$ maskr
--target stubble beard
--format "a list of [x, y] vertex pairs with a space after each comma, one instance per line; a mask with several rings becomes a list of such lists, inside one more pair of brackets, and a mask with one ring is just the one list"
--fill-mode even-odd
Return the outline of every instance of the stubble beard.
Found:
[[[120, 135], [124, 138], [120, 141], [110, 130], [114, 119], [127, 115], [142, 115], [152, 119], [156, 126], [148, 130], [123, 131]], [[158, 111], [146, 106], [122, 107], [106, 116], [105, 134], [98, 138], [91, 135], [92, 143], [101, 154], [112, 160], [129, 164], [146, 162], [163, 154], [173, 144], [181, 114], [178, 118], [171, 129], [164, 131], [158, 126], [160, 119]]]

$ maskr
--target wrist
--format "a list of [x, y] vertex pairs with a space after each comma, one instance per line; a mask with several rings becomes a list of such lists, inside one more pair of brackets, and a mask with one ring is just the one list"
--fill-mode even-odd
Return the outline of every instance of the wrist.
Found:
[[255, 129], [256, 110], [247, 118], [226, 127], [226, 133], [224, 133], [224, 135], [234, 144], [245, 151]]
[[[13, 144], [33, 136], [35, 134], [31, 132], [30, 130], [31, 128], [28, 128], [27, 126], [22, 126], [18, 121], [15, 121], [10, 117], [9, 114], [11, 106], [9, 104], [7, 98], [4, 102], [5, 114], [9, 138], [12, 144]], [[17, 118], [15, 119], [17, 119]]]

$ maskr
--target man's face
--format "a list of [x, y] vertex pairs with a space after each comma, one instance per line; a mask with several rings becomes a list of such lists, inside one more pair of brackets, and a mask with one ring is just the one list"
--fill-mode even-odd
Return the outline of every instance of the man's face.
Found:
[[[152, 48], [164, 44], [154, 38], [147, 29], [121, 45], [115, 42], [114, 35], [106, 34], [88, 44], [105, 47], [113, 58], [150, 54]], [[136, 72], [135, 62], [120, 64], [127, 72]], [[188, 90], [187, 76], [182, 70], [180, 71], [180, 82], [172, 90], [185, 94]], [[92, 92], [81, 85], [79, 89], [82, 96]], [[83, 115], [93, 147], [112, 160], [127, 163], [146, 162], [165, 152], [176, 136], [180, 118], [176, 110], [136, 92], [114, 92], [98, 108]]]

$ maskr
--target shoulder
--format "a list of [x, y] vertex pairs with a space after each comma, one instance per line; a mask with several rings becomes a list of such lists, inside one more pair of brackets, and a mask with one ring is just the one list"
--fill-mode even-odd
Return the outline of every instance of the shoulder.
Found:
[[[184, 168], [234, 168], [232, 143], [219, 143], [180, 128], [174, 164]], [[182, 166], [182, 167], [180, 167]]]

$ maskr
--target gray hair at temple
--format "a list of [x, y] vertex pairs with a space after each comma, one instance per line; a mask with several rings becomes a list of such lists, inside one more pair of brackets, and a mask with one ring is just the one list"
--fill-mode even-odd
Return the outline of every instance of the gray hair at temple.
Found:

+++++

Direction: Rewrite the records from their start through the line containing "126], [160, 119]]]", changing "stubble beard" to "chin stubble" and leaving everything else as it is. Return only those lines.

Result of the task:
$ maskr
--target chin stubble
--format "a list of [x, y] vertex pairs with a space after each comma, one instance per line; a mask with several rings becomes a list of such lists, inside one more pair of brackets, and a mask with one ring is just the one list"
--fill-mode even-odd
Return the outline of every instance of the chin stubble.
Found:
[[[120, 135], [124, 138], [120, 141], [110, 130], [114, 119], [127, 115], [142, 115], [152, 119], [156, 126], [148, 130], [123, 131]], [[158, 111], [146, 106], [122, 107], [106, 116], [105, 134], [98, 138], [91, 135], [92, 143], [101, 154], [112, 160], [129, 164], [146, 162], [163, 154], [173, 144], [181, 114], [178, 118], [171, 129], [164, 131], [158, 126], [160, 119]]]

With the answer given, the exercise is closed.